--- START TEXT SEGMENT ---
Ali Naimi, Saudi Arabia’s oil minister, suggests more oil supply could be on the way
Source of picture: stonesoupstationblogspot.com
By John Richardson
CHEMICALS analysts at HSBC have added further weight to the argument that 2011 could well turn out to be a year of disappointment following the very high expectations set in 2010.
The financial results season is upon us with US analysts predicting significant full-year 2010 and fourth quarter gains for companies such as Dow Chemical, LyondellBasell, Georgia Gulf and Westlake.
An indication of just how high the bar has been set for 2011 has come through fourth quarter results already released by SABIC. Reliance Industries Q3 results for the quarter ending 31 December 2010 were also very good.
The chemicals analysts argue that supply constraints are set to ease slightly on a stronger European economy, resulting in more naphtha availability for cracking.
--- END TEXT SEGMENT ---
| EXERCISE REQUIREMENTS |
1. Answer these questions using the chemicals article:
(a) Which bank's chemicals analysts strengthened the argument that 2011 could disappoint?
(b) Which company has already released fourth quarter results showing how high the bar is set for 2011?
(c) According to the analysts, what would a stronger European economy lead to?
2. Repeat the chemicals article word for word from "Ali Naimi, Saudi" up to and including "Gulf and Westlake.".
The data that comes next has no connection to the chemicals article.
--- START MATERIAL ---
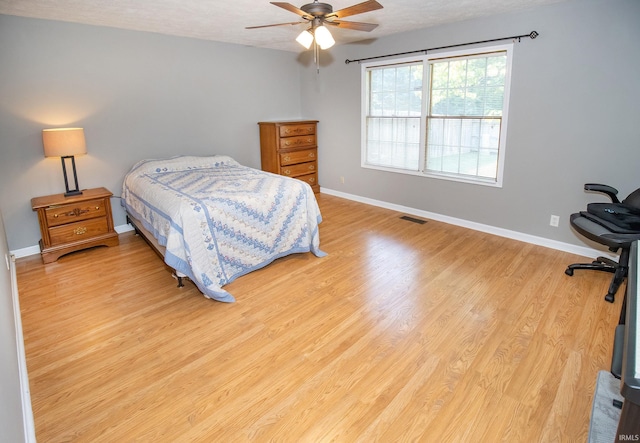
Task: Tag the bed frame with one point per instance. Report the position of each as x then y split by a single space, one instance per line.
153 242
--- END MATERIAL ---
| EXERCISE RESPONSES |
1.
(a) HSBC
(b) SABIC
(c) More naphtha availability for cracking

2.
Ali Naimi, Saudi Arabia’s oil minister, suggests more oil supply could be on the way
Source of picture: stonesoupstationblogspot.com
By John Richardson
CHEMICALS analysts at HSBC have added further weight to the argument that 2011 could well turn out to be a year of disappointment following the very high expectations set in 2010.
The financial results season is upon us with US analysts predicting significant full-year 2010 and fourth quarter gains for companies such as Dow Chemical, LyondellBasell, Georgia Gulf and Westlake.